## Directions
Return, word for word, only the lines from the one containing "Prove me wrong or prove me right: there's a street" through the last line of the entries.

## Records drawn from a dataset
==============================
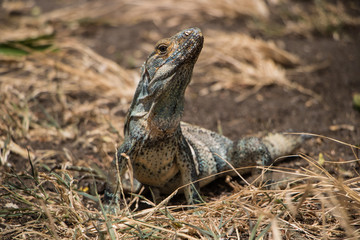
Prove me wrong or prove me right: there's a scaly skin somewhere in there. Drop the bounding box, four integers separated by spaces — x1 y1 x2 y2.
104 27 307 211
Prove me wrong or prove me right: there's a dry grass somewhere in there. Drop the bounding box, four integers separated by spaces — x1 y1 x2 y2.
251 0 360 37
1 141 360 239
35 0 269 26
0 36 136 170
284 1 360 37
1 0 360 239
196 30 323 102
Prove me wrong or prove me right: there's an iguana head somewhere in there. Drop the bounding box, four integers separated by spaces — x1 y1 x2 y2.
144 27 203 86
138 27 204 101
127 28 204 137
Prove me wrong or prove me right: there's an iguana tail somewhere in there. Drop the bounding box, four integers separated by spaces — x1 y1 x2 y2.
262 133 311 161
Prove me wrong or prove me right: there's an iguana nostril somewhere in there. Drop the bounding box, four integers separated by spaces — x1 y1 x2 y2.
184 30 191 36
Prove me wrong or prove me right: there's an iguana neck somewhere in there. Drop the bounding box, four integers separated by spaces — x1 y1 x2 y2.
147 64 194 134
125 28 203 139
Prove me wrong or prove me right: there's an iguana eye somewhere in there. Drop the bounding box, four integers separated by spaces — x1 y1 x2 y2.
157 44 168 54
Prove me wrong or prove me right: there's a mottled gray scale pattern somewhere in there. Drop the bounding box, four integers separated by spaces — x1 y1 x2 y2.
131 136 180 188
103 27 308 213
181 122 233 160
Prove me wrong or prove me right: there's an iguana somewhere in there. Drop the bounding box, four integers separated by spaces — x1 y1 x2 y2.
104 27 307 211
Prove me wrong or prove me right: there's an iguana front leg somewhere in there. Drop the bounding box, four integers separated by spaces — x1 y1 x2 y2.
103 142 131 214
177 136 203 206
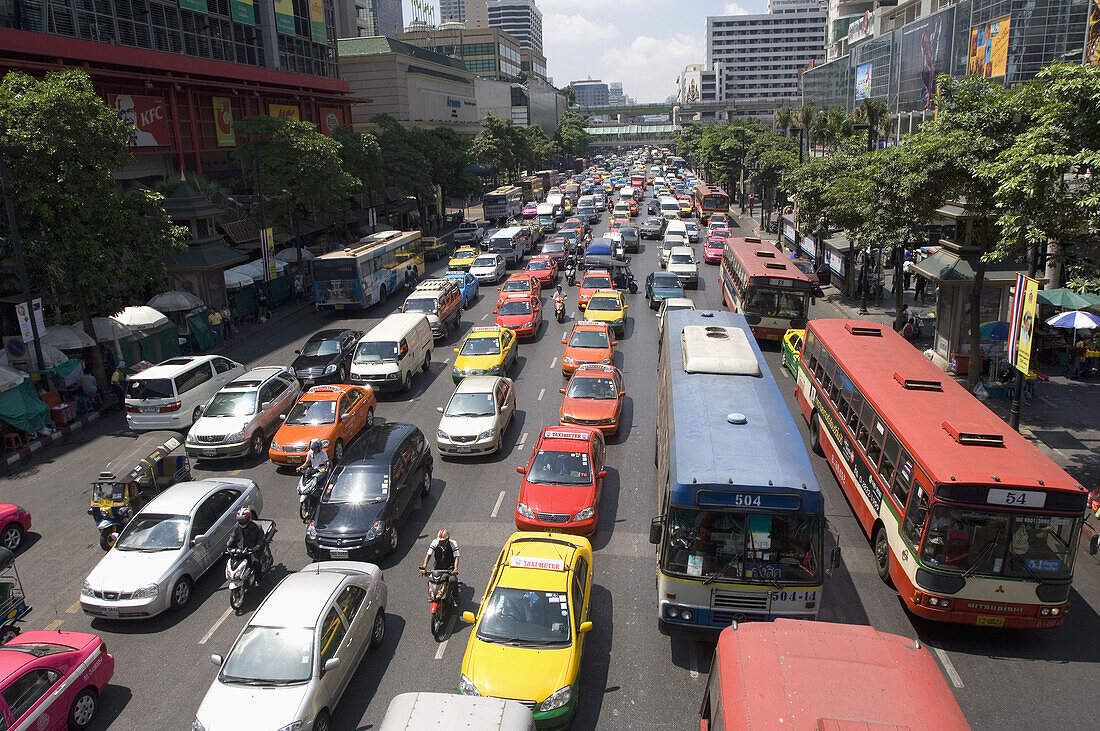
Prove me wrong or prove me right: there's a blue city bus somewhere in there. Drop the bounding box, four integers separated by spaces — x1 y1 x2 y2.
650 310 830 631
311 230 423 309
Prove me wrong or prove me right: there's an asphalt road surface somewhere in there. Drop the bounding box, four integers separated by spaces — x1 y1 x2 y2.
3 210 1099 730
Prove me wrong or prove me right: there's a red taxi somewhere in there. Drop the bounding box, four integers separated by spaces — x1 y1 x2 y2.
515 426 606 535
558 364 625 436
704 230 731 264
626 199 639 217
577 270 614 309
493 294 543 339
560 320 616 377
496 273 538 309
561 218 588 238
524 255 558 289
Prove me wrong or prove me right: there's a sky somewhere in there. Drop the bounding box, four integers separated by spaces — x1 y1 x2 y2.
401 1 771 103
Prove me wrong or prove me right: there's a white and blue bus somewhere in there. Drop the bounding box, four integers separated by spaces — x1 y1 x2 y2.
650 310 831 631
482 185 523 223
311 230 423 309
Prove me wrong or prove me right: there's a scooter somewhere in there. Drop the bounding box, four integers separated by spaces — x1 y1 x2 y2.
421 568 458 642
564 261 577 286
554 297 566 323
297 466 326 522
226 519 276 613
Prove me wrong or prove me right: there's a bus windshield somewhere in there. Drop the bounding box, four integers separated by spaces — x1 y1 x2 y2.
742 286 807 319
663 507 822 583
920 505 1078 580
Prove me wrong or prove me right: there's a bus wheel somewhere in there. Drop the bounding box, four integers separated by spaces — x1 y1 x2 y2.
378 285 387 302
809 413 824 456
873 526 894 587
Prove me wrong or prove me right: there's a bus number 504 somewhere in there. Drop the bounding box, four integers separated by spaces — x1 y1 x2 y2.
732 494 761 507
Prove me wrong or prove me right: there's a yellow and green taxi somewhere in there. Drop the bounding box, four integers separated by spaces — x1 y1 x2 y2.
582 289 628 335
449 246 481 271
452 325 518 383
678 198 693 218
781 328 805 378
459 532 593 730
423 236 448 260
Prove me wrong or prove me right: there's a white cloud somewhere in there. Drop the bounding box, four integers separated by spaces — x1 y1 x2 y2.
722 2 750 14
543 13 620 45
596 33 704 103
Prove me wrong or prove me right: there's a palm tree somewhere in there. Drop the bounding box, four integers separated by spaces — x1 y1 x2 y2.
826 107 853 154
796 100 816 158
810 110 829 156
853 98 891 151
774 106 794 137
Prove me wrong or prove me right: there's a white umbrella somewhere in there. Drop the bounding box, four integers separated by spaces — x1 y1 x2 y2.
73 317 134 344
275 248 315 263
17 342 68 371
224 269 254 290
1045 309 1100 329
147 290 204 312
0 365 25 393
113 306 170 332
41 325 96 351
237 259 287 280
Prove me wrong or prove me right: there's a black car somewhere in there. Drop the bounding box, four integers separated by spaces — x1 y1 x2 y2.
640 217 665 240
647 200 659 215
305 422 433 560
618 226 640 253
291 328 364 385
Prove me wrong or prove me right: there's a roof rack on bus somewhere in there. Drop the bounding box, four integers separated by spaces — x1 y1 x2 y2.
941 421 1006 447
763 262 788 271
892 373 943 391
844 323 883 337
753 248 777 259
744 237 762 243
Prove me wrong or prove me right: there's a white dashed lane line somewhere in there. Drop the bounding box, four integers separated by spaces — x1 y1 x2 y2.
199 607 235 645
537 388 545 401
491 490 506 518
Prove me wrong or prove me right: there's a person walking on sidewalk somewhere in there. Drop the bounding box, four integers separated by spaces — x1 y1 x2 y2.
208 308 224 346
110 362 127 407
257 288 271 323
294 273 305 303
915 274 927 303
903 255 913 291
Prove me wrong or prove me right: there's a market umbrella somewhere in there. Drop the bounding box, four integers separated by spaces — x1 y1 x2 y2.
20 342 68 371
1045 310 1100 329
223 268 254 290
112 305 169 332
275 248 315 263
74 317 134 344
979 321 1010 341
0 366 25 393
237 259 287 280
41 325 96 351
1036 288 1094 310
147 290 204 312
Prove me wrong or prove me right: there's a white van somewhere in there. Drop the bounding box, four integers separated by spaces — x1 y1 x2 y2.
350 312 432 392
487 226 527 267
659 195 681 221
380 693 534 731
545 193 565 221
661 220 689 267
125 354 246 431
536 202 556 233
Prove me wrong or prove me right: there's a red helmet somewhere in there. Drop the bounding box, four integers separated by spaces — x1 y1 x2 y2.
437 528 450 541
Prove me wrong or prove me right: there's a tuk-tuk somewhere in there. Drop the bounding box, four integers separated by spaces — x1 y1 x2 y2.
584 254 639 293
89 431 191 550
0 547 30 644
422 236 448 261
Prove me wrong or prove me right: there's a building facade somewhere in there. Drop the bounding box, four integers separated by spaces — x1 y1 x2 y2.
397 25 540 80
335 0 405 38
486 0 543 54
440 0 467 22
571 79 609 106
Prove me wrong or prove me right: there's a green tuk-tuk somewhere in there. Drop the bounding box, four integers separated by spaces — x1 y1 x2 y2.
422 236 449 261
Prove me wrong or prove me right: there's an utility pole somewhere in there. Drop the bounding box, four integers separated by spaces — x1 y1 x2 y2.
0 145 47 373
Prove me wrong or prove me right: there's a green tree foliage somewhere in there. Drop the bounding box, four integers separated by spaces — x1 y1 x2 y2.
674 123 703 157
471 114 518 184
332 126 385 198
556 111 591 160
560 85 577 106
524 125 561 171
853 98 891 151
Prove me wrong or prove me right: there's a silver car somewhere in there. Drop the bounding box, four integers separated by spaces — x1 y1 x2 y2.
80 478 262 618
436 376 516 457
195 562 387 731
470 254 507 284
185 366 301 460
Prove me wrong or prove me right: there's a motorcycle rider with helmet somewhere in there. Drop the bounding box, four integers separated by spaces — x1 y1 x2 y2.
420 528 460 606
227 506 265 581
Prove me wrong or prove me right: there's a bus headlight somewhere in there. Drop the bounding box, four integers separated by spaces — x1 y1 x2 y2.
680 609 693 621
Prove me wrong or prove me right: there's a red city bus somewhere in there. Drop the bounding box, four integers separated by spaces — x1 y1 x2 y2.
720 237 813 340
700 620 970 731
794 320 1088 628
692 184 729 225
630 173 646 189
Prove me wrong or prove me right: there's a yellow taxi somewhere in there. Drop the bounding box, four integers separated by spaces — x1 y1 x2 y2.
452 325 518 383
459 532 593 730
581 289 628 335
449 246 481 271
678 198 693 218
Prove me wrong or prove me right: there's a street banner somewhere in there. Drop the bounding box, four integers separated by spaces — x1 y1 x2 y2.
269 103 300 120
230 0 254 24
309 0 327 43
318 107 344 135
108 94 169 147
1008 274 1039 374
179 0 207 12
967 16 1011 78
273 0 295 35
15 298 45 344
260 228 276 282
213 97 235 148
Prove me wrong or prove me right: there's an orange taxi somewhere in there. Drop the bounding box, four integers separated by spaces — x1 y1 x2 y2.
560 320 616 377
269 384 376 464
559 364 625 435
496 273 538 309
577 269 614 309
==============================
## Solution to this exercise
Prove me wrong or prove me right: there's a street banner somewhere in there. Drop the bounding box, four integers separated by spaces — x1 y1 x2 y2.
269 103 300 120
230 0 254 24
309 0 327 43
318 107 344 135
108 94 169 147
1008 274 1039 374
179 0 207 12
967 16 1011 78
273 0 295 35
15 298 45 344
260 228 276 282
213 97 235 148
Prove me wrong or prove me right: there's an orange taxi somewhere in there. Drop the bounding box, four integers separated by spaces — x1 y1 x2 y2.
560 320 616 377
269 384 376 464
559 364 625 435
496 273 538 309
577 269 614 309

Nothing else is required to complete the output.